### Provided information
* * * * * * *

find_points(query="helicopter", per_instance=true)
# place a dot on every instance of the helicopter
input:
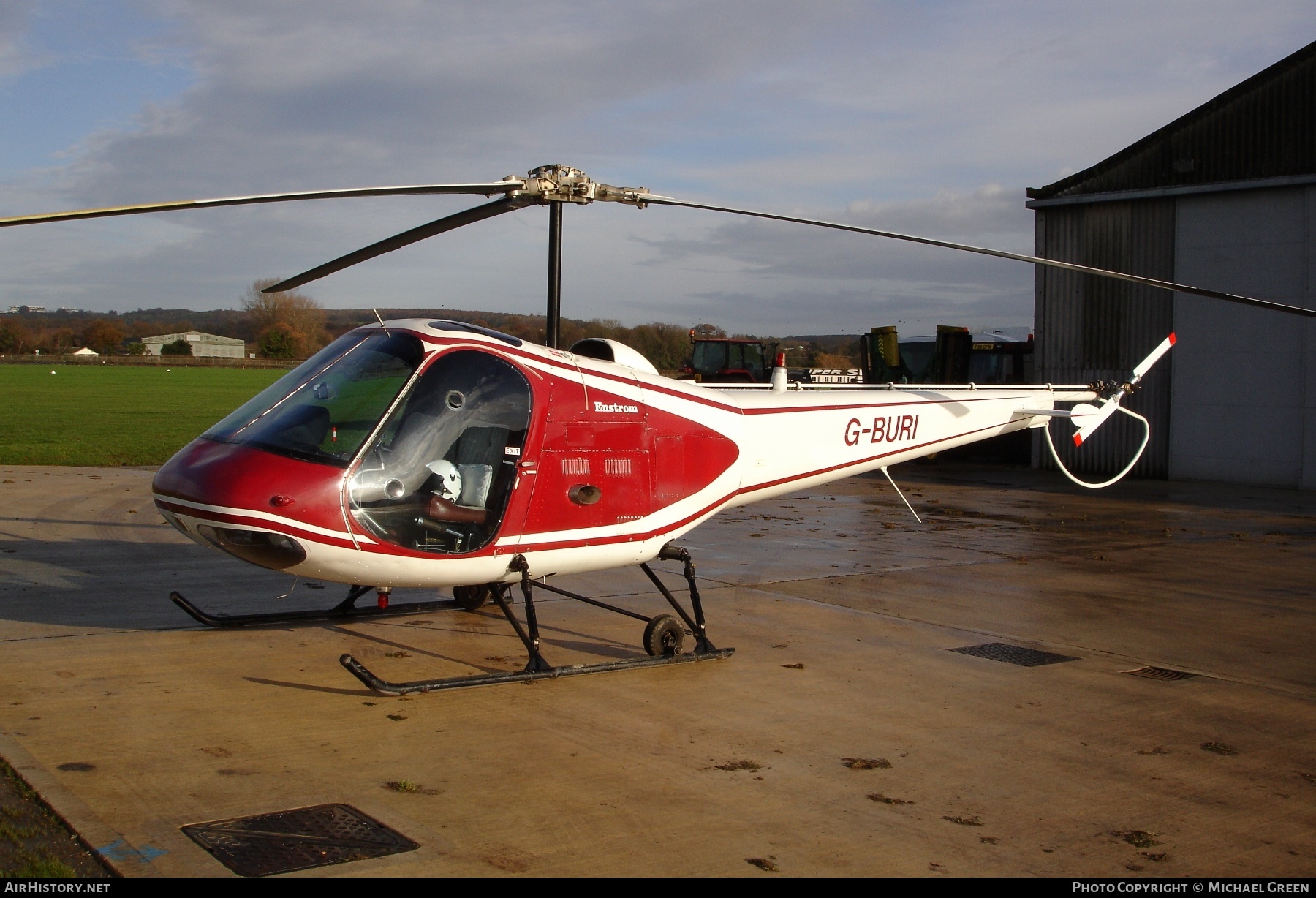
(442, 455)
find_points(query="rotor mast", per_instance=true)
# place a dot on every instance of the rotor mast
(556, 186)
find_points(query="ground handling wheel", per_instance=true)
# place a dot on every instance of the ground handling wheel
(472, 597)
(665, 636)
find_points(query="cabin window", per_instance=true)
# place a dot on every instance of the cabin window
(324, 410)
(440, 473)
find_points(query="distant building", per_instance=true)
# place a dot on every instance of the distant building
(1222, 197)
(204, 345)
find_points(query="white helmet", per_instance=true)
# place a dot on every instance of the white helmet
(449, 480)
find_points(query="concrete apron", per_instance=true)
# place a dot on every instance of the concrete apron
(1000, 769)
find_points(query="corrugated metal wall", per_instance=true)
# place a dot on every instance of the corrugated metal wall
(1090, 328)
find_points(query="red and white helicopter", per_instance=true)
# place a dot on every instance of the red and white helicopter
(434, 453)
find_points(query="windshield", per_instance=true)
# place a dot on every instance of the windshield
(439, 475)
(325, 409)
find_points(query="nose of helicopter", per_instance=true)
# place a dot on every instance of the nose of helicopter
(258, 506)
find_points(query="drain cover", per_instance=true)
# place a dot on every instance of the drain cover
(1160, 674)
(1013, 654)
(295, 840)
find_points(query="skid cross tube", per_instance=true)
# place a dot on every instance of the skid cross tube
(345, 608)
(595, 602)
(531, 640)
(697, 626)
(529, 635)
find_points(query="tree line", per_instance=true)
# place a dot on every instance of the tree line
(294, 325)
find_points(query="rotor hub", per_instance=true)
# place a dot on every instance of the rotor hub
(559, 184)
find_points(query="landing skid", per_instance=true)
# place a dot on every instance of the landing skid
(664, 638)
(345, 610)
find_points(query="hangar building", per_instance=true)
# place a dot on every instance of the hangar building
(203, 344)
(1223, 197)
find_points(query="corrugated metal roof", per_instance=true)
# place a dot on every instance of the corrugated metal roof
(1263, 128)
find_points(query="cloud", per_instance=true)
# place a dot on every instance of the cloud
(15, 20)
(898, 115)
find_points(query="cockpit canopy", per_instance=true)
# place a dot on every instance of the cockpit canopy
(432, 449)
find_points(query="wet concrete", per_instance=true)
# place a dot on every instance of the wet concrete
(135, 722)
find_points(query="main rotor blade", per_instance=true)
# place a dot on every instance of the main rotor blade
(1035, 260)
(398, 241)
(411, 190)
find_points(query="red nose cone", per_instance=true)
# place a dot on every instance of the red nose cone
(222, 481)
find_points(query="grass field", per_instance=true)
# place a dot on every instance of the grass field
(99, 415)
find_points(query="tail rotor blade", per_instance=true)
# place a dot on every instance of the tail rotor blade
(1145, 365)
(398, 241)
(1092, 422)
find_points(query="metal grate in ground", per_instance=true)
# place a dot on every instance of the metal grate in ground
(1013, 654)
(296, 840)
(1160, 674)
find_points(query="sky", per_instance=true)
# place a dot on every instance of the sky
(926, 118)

* * * * * * *

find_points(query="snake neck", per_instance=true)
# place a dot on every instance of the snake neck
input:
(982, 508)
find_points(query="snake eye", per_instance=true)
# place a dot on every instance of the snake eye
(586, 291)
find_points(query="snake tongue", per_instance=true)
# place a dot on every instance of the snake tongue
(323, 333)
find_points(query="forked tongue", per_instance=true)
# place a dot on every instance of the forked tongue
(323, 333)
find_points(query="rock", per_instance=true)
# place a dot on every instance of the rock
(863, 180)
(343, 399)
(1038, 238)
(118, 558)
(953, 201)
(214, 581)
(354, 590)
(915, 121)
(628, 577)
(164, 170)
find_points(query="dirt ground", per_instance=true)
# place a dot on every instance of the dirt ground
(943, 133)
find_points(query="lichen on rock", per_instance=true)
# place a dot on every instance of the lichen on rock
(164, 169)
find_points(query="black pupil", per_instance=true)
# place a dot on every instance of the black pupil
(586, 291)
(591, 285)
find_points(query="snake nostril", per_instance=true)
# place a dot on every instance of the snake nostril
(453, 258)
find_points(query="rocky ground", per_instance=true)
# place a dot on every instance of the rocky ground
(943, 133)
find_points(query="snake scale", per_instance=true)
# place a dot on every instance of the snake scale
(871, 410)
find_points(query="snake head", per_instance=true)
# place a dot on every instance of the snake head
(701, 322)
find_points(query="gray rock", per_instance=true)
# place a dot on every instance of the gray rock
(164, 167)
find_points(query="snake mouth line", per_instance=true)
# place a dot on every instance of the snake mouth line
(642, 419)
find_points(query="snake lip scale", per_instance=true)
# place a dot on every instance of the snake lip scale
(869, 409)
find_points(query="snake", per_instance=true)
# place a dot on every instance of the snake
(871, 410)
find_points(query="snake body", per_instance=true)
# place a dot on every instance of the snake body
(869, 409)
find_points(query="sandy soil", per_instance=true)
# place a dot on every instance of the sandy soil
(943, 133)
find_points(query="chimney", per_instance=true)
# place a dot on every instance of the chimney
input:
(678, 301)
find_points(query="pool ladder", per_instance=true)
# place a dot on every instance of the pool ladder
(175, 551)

* * * * * * *

### What this task involves
Show each line of the data above that contains the string "field".

### Exercise output
find_points(query="grass field", per_instance=true)
# place a dot on every instance of the grass field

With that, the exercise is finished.